How the ‘Dune’ sci-fi saga parallels the science of dunes

The deserts of Abu Dhabi and Jordan play starring roles in the blockbuster sci-fi movie “Dune,” which premieres this week in theaters and on HBO Max — but the origins of the classic tale go back to a different set of dunes on the Oregon coast.

“Dune” creator Frank Herbert spent much of his life in the Pacific Northwest, from his childhood days in Tacoma to his stint as the Seattle Post-Intelligencer’s education editor. (When I worked at the P-I back in the 1980s, some of my fellow copy editors could still reminisce about Herbert’s habits.)

In 1957, Herbert spent some time researching what he hoped would be a magazine article about a U.S. Department of Agriculture project to stabilize the shifting sand dunes near Florence, Ore., by planting invasive beachgrass. The article was never finished, but according to “Dreamer of Dune,” a biography written by Herbert’s son Brian, the idea of transforming the dunes made a huge impression.

^^^^

» **WORK ORDER 1**
According to the passage on Dune and sand dunes, in what year did Frank Herbert research the dune-stabilization project near Florence, Oregon?
» **WORK ORDER 2**
Do the following statements agree with the passage on Dune and sand dunes? Answer yes or no for each, quoting the words of the passage that decide it. (a) Herbert worked as the Seattle Post-Intelligencer's education editor. (b) Herbert completed his magazine article about the dunes near Florence. (c) The Department of Agriculture project aimed to stabilize the dunes by planting native grass.
» **WORK ORDER 3**
Write out the part of the passage on Dune and sand dunes starting with "How the ‘Dune’" and going on through "the Oregon coast.".

^^^^

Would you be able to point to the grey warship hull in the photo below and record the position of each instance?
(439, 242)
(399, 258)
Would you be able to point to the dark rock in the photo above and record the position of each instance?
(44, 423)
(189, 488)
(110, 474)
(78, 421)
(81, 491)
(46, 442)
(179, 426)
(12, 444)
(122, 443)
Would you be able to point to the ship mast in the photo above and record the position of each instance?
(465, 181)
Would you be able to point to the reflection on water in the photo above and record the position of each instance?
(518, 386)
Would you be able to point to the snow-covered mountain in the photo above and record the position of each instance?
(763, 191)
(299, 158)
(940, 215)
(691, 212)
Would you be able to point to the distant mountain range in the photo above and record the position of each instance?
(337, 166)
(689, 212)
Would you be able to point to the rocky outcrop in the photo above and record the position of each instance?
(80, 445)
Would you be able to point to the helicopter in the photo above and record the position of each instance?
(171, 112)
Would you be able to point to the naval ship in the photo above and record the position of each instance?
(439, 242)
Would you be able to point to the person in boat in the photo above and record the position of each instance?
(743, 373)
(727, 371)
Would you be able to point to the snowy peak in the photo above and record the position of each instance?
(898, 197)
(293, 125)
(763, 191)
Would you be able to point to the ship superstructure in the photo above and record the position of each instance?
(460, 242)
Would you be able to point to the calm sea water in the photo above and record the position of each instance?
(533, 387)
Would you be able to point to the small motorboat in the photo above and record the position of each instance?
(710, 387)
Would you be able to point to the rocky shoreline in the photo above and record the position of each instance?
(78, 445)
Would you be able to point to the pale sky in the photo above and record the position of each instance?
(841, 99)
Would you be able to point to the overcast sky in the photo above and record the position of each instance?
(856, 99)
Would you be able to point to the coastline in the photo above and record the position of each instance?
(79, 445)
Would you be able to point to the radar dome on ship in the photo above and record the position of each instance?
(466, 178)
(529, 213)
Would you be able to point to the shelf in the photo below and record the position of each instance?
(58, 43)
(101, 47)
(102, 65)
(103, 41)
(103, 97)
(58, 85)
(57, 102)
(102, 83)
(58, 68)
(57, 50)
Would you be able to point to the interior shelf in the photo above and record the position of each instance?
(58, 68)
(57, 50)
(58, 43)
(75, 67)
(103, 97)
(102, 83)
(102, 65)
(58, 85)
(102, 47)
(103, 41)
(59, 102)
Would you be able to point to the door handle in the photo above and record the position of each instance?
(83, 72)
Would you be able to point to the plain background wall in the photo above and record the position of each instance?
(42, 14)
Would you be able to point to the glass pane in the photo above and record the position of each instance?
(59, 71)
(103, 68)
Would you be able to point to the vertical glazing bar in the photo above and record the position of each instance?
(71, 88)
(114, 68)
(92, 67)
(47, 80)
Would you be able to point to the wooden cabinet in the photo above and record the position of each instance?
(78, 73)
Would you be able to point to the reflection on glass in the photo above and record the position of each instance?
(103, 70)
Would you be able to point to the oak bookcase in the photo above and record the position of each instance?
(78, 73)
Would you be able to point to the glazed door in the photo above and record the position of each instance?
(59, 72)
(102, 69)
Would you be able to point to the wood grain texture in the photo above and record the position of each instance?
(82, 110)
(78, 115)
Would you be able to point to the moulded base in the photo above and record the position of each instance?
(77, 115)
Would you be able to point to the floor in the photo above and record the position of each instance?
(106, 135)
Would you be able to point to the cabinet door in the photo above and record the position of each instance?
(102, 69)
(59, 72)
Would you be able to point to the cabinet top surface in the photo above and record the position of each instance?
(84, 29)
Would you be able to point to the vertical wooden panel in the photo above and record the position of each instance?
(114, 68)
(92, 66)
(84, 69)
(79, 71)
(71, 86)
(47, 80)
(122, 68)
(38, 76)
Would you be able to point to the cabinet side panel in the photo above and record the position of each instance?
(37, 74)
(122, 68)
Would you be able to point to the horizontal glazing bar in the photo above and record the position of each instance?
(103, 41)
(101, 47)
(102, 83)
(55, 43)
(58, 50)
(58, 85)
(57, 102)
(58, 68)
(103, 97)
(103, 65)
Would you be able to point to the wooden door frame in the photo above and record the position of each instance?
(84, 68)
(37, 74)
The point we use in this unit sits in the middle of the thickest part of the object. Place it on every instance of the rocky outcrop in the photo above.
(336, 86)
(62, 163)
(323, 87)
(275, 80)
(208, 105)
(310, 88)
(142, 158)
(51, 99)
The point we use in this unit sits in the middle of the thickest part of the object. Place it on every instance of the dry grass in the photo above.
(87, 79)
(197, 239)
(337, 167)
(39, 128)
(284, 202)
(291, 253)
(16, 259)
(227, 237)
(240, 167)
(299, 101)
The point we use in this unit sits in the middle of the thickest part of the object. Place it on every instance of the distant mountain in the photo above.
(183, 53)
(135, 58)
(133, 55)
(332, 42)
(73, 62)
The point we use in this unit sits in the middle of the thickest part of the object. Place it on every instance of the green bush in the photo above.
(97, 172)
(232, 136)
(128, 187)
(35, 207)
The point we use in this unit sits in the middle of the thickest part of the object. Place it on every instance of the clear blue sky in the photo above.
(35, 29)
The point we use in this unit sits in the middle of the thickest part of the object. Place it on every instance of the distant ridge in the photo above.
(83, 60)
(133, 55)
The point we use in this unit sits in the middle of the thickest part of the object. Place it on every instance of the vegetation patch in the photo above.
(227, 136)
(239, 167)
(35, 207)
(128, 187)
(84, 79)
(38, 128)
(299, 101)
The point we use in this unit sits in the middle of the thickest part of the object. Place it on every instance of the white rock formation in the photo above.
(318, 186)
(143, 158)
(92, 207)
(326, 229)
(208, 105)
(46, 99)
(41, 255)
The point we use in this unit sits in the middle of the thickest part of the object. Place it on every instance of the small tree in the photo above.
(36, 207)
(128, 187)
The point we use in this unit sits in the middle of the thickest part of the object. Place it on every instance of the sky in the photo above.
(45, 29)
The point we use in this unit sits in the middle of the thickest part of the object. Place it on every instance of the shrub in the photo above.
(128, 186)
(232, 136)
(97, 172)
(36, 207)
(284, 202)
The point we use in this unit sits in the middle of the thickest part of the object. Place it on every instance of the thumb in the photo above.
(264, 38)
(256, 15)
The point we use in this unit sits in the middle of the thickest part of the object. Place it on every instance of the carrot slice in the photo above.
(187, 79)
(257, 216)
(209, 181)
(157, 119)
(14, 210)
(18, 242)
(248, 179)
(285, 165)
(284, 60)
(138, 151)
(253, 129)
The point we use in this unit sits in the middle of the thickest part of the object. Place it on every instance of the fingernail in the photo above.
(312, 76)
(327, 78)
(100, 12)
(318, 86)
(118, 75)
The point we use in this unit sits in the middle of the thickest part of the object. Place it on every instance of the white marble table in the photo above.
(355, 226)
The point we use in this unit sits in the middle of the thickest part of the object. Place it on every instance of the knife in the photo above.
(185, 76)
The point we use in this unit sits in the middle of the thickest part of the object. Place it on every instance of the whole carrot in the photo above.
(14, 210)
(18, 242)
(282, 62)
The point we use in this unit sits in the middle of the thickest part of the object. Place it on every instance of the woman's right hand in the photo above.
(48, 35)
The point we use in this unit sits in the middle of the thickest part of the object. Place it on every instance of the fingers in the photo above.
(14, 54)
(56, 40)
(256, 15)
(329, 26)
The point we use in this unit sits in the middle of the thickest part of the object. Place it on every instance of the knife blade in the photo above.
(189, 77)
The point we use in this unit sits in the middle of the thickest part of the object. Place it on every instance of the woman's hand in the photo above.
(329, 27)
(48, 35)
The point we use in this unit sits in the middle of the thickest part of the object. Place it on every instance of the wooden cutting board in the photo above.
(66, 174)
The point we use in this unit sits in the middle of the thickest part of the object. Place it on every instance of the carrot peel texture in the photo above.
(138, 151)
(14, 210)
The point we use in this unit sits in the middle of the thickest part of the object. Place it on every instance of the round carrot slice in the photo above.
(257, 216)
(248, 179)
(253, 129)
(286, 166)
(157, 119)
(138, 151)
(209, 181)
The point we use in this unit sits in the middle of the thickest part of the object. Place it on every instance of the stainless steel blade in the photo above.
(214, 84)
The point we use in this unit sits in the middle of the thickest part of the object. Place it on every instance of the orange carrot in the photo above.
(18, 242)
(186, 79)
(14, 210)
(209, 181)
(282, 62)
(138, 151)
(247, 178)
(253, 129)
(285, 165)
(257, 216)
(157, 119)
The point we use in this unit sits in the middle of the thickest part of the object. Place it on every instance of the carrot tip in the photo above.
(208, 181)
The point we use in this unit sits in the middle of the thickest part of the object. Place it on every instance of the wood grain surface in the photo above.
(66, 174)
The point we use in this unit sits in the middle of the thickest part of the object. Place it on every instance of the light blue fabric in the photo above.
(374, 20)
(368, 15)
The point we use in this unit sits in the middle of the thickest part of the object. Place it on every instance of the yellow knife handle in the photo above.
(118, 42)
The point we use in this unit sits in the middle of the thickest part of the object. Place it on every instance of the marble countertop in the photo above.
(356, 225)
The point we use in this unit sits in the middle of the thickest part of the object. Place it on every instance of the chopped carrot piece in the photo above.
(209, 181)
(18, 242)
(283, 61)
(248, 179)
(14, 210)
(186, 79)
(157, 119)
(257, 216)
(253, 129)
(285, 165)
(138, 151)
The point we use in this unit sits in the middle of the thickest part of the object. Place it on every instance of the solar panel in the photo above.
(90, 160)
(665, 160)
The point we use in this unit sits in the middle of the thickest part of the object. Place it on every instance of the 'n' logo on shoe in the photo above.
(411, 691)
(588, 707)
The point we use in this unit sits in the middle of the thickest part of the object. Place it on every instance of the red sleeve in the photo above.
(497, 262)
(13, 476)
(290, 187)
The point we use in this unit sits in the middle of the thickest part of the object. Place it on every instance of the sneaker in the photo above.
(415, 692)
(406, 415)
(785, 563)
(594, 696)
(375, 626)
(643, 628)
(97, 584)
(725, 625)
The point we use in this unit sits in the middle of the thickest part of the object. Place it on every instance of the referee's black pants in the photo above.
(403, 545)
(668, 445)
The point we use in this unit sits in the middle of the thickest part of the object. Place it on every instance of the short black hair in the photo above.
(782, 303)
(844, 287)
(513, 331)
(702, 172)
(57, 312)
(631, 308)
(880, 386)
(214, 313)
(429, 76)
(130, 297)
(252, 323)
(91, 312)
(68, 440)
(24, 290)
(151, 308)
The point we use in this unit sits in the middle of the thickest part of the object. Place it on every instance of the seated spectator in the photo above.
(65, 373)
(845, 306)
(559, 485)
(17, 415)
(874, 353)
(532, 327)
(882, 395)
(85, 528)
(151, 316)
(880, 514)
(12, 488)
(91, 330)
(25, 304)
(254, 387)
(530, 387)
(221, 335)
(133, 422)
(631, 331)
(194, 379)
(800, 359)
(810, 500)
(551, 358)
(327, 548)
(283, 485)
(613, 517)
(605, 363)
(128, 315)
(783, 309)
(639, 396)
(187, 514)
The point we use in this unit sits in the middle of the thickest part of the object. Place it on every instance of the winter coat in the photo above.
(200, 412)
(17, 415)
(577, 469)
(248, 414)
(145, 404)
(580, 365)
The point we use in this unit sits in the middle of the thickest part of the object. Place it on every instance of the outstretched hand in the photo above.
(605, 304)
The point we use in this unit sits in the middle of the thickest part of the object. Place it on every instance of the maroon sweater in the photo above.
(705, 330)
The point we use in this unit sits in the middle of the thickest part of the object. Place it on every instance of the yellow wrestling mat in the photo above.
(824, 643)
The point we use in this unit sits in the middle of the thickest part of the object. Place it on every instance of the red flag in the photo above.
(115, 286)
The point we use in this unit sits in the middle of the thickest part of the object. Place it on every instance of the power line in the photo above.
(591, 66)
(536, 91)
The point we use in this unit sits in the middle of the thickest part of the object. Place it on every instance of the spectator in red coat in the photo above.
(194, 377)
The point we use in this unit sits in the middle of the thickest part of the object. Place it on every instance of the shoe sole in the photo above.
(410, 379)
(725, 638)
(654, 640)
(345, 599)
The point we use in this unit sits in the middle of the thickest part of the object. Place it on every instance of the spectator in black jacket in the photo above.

^^^^

» **TASK SOLUTION 1**
1957

» **TASK SOLUTION 2**
(a) Yes: "his stint as the Seattle Post-Intelligencer’s education editor"
(b) No: "The article was never finished"
(c) No: "by planting invasive beachgrass"

» **TASK SOLUTION 3**
How the ‘Dune’ sci-fi saga parallels the science of dunes

The deserts of Abu Dhabi and Jordan play starring roles in the blockbuster sci-fi movie “Dune,” which premieres this week in theaters and on HBO Max — but the origins of the classic tale go back to a different set of dunes on the Oregon coast.